- **TAREFA A**: De acordo com o excerto sobre a poesia barroca, em que se distingue o cultismo do conceptismo?
- **TAREFA B**: Reproduza o trecho do excerto sobre a poesia barroca que começa em "A ânsia de evasão" e vai até "cai no artificioso.", inclusive.
- **TAREFA C**: Segundo o excerto sobre a poesia barroca, por que motivo não é por acaso que o título do principal cancioneiro barroco se refere a uma ave mitológica?

Poesia do Século XVII
A Poesia Lírica Cultista e Conceptista
O cancioneiro barroco: a “Fénix Renascida” e o “Postilhão de Apolo”.
“ O que mais depressa fere a atenção na poesia barroca portuguesa é o contraste entre a sua ênfase ou tortura de estilo e as ninharias que servem de conteúdo à maior parte dela.
Notam-se defeitos como o exagero descabelado da superlativação encomiástica. Por vezes, entrelaçam-se dois, três ou quatro temas dentro do soneto.
Um dos seus mais evidentes estigmas é um sentimentalismo amaneirado e verboso. Até o sentimento religioso se alambica em muitas poesias desta época.
A ânsia de evasão para os paraísos artificiais da imaginação é uma das características do estilo barroco. Não é por acaso que o título do principal cancioneiro barroco se refere a uma ave mitológica ( a Fénix que renasce das próprias cinzas).
O cultismo é essencialmente um artifício da forma, enquanto o conceptismo é do conteúdo.
Os poetas da “Fénix Renascida” ou do “Postilhão de Apolo” limitam-se a intensificar fórmulas, a emprestar muita importância a uma construção que cai no artificioso.

(Registos do conjunto de dados sobre a localização de objetos)
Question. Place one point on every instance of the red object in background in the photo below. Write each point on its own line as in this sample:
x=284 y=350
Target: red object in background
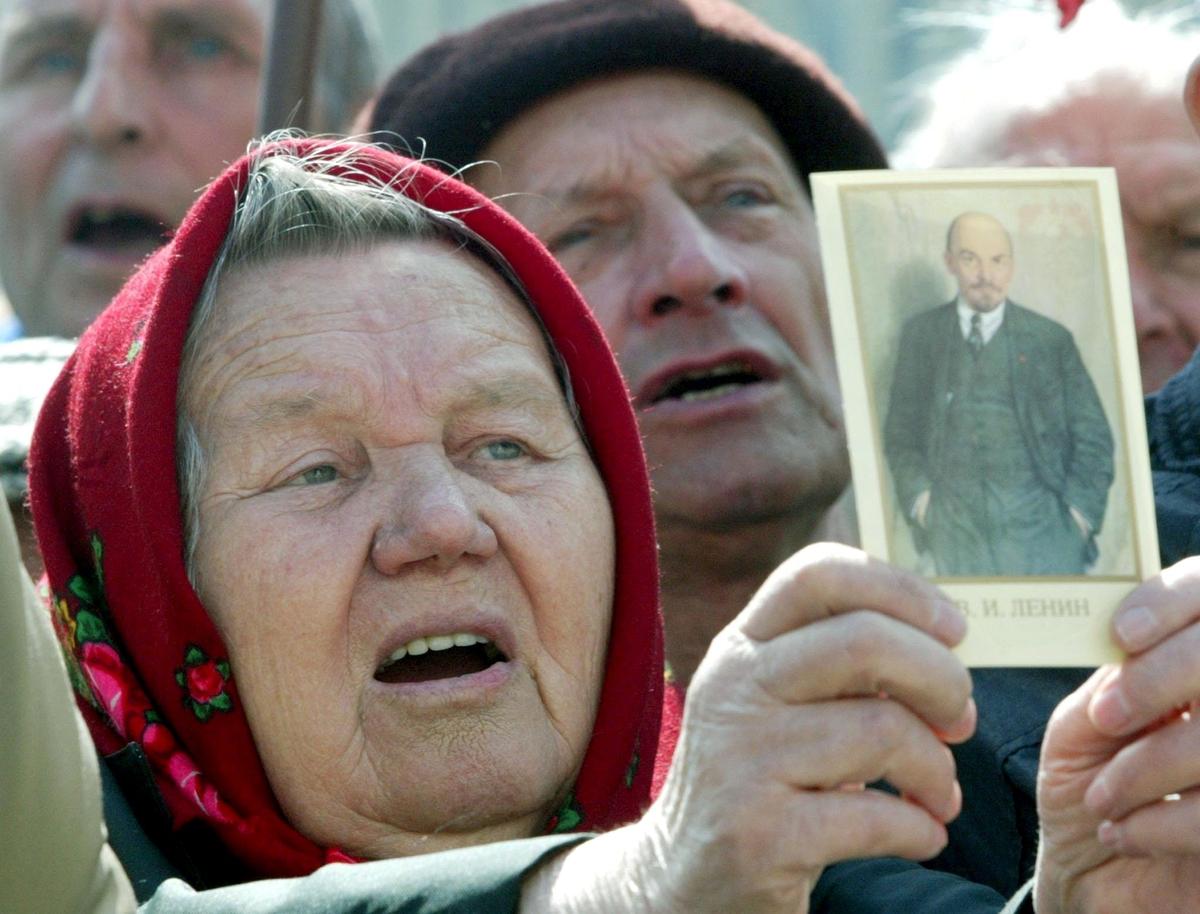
x=1068 y=8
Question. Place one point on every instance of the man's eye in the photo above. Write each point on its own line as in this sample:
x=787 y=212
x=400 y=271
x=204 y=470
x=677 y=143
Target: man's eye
x=743 y=197
x=316 y=475
x=503 y=450
x=193 y=48
x=54 y=62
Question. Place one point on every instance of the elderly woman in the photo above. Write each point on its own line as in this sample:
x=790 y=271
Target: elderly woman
x=348 y=537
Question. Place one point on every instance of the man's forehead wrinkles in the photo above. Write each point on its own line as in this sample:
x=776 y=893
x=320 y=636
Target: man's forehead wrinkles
x=683 y=162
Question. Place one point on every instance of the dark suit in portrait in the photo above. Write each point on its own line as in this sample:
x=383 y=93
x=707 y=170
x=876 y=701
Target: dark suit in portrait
x=1006 y=438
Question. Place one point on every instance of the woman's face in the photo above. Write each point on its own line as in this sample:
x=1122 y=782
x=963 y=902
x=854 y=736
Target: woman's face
x=391 y=465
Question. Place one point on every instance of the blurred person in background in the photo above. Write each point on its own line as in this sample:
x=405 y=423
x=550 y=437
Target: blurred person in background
x=113 y=115
x=1104 y=91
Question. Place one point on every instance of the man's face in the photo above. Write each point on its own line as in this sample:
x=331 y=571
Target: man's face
x=979 y=257
x=113 y=113
x=1155 y=152
x=672 y=204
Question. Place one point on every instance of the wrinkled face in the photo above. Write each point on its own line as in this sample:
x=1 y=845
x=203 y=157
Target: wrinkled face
x=1157 y=158
x=113 y=113
x=979 y=257
x=405 y=546
x=673 y=205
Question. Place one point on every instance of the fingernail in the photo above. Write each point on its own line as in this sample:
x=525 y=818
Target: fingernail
x=1109 y=834
x=1098 y=795
x=1111 y=711
x=1135 y=627
x=951 y=623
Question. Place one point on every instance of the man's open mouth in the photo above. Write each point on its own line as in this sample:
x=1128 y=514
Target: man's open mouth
x=115 y=228
x=439 y=656
x=708 y=383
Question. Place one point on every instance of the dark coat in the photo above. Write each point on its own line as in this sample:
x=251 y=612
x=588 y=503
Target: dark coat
x=1062 y=422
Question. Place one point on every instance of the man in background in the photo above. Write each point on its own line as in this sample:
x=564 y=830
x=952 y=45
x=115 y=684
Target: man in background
x=113 y=114
x=1105 y=91
x=661 y=150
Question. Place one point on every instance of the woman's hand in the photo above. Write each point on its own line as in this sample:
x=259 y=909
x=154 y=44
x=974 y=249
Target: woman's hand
x=839 y=673
x=1114 y=750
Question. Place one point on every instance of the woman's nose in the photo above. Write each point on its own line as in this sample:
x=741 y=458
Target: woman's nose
x=432 y=521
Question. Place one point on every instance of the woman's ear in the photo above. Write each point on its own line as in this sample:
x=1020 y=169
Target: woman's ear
x=1192 y=94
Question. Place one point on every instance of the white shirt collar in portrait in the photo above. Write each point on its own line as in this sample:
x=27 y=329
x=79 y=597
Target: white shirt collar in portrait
x=989 y=323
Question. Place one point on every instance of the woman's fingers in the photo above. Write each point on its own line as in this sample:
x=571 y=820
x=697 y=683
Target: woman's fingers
x=1169 y=827
x=829 y=745
x=1163 y=762
x=1149 y=686
x=865 y=653
x=1159 y=607
x=826 y=579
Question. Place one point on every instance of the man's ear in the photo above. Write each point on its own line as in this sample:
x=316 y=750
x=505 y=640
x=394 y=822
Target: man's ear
x=1192 y=94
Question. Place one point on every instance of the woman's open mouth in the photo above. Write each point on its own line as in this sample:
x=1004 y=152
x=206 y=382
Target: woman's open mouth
x=439 y=656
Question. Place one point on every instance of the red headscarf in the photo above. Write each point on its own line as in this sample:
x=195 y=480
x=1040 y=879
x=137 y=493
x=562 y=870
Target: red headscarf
x=148 y=662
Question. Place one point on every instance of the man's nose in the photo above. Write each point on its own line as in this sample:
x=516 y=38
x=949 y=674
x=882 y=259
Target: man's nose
x=113 y=104
x=431 y=518
x=685 y=265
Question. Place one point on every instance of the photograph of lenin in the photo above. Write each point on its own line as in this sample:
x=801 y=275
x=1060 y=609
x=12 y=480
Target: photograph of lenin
x=996 y=439
x=988 y=361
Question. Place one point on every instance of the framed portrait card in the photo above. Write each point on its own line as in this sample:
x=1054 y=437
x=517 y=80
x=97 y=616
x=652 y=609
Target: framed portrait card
x=993 y=401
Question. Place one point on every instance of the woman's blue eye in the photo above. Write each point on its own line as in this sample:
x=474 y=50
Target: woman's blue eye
x=574 y=235
x=504 y=450
x=317 y=475
x=205 y=47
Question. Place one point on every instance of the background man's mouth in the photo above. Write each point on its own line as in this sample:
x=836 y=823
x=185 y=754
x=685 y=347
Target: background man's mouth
x=709 y=383
x=117 y=228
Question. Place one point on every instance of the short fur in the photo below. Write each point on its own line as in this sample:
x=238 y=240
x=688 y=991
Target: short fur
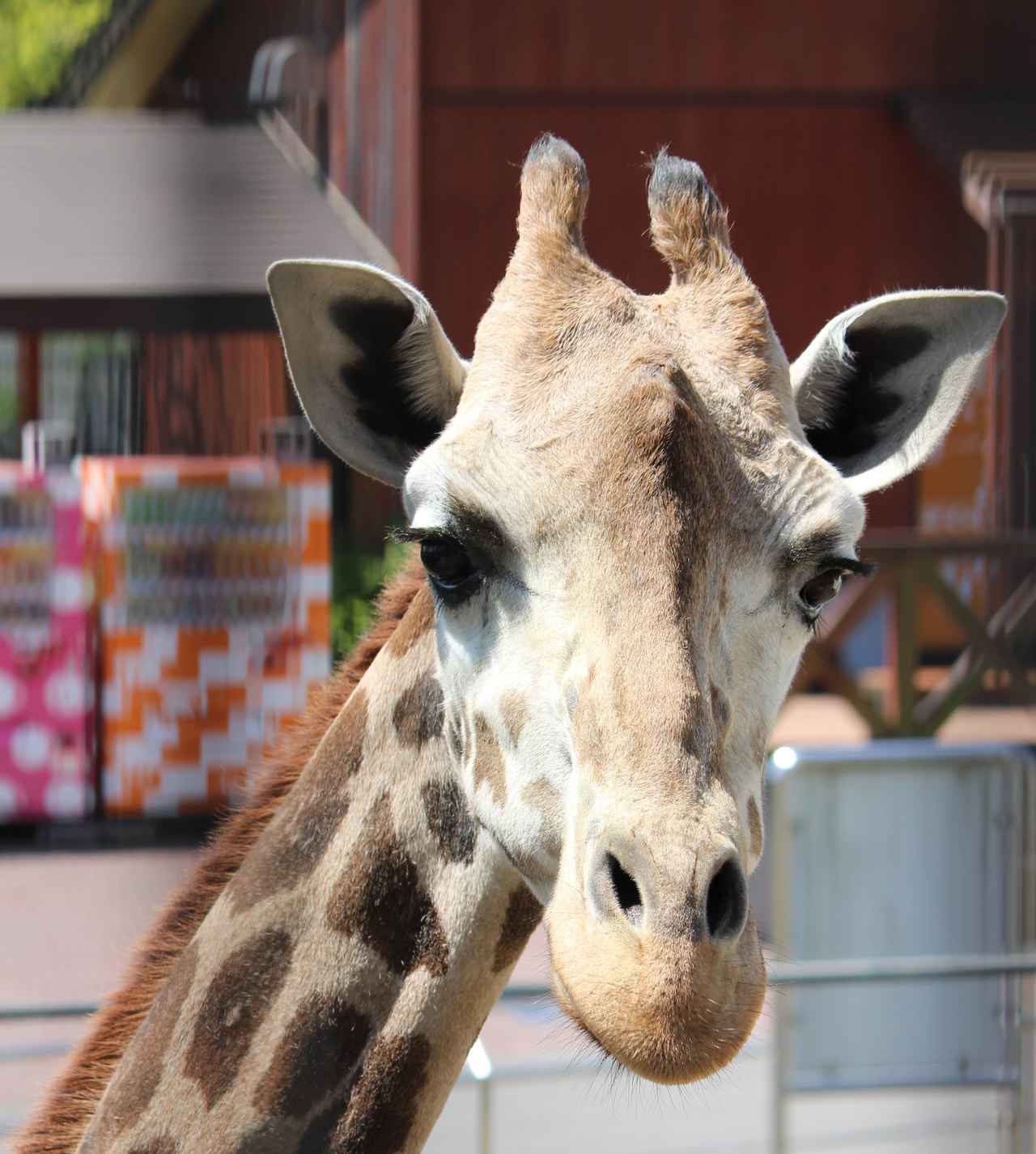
x=66 y=1113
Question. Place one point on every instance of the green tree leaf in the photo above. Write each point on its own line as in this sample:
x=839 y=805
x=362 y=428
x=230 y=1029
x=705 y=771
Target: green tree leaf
x=37 y=40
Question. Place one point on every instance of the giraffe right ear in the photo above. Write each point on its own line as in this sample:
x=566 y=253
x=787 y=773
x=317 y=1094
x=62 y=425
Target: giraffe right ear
x=375 y=374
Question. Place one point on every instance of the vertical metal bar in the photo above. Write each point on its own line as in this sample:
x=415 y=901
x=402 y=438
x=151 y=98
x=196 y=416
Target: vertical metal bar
x=486 y=1115
x=779 y=1100
x=1024 y=1105
x=906 y=647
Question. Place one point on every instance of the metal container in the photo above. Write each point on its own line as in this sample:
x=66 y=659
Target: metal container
x=900 y=848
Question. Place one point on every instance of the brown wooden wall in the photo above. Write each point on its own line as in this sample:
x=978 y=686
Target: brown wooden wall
x=209 y=392
x=791 y=111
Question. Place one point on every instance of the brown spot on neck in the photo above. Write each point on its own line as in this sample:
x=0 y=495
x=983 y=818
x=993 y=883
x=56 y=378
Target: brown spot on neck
x=450 y=820
x=160 y=1145
x=136 y=1083
x=418 y=715
x=515 y=710
x=385 y=1097
x=236 y=1004
x=320 y=1047
x=545 y=796
x=754 y=829
x=307 y=825
x=418 y=622
x=490 y=762
x=382 y=898
x=521 y=918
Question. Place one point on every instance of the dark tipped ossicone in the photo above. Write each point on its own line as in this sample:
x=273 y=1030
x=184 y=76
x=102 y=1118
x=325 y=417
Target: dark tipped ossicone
x=688 y=221
x=554 y=192
x=550 y=149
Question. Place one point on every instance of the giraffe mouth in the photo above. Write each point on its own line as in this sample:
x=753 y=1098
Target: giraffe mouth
x=669 y=1010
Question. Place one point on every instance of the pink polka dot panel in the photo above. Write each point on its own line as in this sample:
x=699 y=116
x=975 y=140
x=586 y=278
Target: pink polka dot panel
x=46 y=647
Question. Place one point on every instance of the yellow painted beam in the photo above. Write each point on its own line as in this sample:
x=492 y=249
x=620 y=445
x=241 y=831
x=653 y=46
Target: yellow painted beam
x=146 y=53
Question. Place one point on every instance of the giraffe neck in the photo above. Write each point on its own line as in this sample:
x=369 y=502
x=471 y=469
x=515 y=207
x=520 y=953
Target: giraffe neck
x=330 y=996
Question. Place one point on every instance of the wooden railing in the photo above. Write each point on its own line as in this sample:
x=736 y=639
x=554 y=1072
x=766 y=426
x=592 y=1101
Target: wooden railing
x=997 y=651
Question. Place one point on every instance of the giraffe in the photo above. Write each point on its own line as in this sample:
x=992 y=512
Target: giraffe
x=628 y=514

- **RESPOSTA A**: O cultismo é essencialmente um artifício da forma, enquanto o conceptismo é do conteúdo.

- **RESPOSTA B**:
A ânsia de evasão para os paraísos artificiais da imaginação é uma das características do estilo barroco. Não é por acaso que o título do principal cancioneiro barroco se refere a uma ave mitológica ( a Fénix que renasce das próprias cinzas).
O cultismo é essencialmente um artifício da forma, enquanto o conceptismo é do conteúdo.
Os poetas da “Fénix Renascida” ou do “Postilhão de Apolo” limitam-se a intensificar fórmulas, a emprestar muita importância a uma construção que cai no artificioso.

- **RESPOSTA C**: A ânsia de evasão para os paraísos artificiais da imaginação é uma das características do estilo barroco. Por isso, o título evoca a Fénix que renasce das próprias cinzas.